● **REQUEST**: Print all the entries verbatim.

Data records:
┏━━
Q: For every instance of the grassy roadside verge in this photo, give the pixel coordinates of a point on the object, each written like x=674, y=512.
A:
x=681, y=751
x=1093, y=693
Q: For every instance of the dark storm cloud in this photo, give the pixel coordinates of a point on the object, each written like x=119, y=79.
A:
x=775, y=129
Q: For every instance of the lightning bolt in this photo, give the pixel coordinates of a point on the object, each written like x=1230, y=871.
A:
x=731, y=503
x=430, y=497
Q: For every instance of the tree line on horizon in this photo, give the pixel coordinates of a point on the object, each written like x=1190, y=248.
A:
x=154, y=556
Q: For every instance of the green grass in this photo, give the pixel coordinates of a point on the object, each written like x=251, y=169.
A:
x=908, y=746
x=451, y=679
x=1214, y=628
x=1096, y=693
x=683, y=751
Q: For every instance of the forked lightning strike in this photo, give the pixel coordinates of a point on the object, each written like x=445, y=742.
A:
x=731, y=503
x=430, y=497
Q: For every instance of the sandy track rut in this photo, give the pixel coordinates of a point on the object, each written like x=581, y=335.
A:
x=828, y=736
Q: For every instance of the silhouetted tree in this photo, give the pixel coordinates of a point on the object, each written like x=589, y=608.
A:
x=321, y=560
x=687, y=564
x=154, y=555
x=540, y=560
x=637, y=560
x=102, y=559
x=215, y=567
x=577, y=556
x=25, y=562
┗━━
● **WRITTEN ANSWER**:
Q: For every instance of the grassy roadside verge in this photo, give the pixel coordinates of a point on the object, each written like x=674, y=512.
A:
x=681, y=751
x=1093, y=693
Q: For every instance of the dark storm cloud in this photo, give the pixel coordinates of a point on the object, each written like x=119, y=79.
A:
x=775, y=129
Q: For every instance of the lightning bolt in this photo, give the pixel coordinates of a point on the object, each written like x=1230, y=871.
A:
x=731, y=503
x=430, y=497
Q: For every instance of the tree line on horizon in this photo, give the pixel coordinates of a point on the object, each written like x=1190, y=248.
A:
x=154, y=556
Q: For every instance of the green grass in this photo, give the pixel coordinates of a point on the object, each written like x=251, y=169.
A:
x=908, y=746
x=451, y=679
x=1214, y=628
x=1096, y=693
x=683, y=751
Q: For every instance of the forked lightning strike in this photo, give the pixel coordinates of a point on the object, each written like x=445, y=742.
A:
x=731, y=503
x=430, y=497
Q: For every instance of the sandy track rut in this photo, give the pixel coordinates of a point on the object, each written like x=581, y=335.
A:
x=828, y=736
Q: For every instance of the silhouetted tree in this photo, give the pixel coordinates of a point on the object, each written like x=589, y=608.
A:
x=321, y=560
x=687, y=564
x=154, y=555
x=540, y=560
x=637, y=560
x=102, y=559
x=215, y=567
x=577, y=556
x=25, y=562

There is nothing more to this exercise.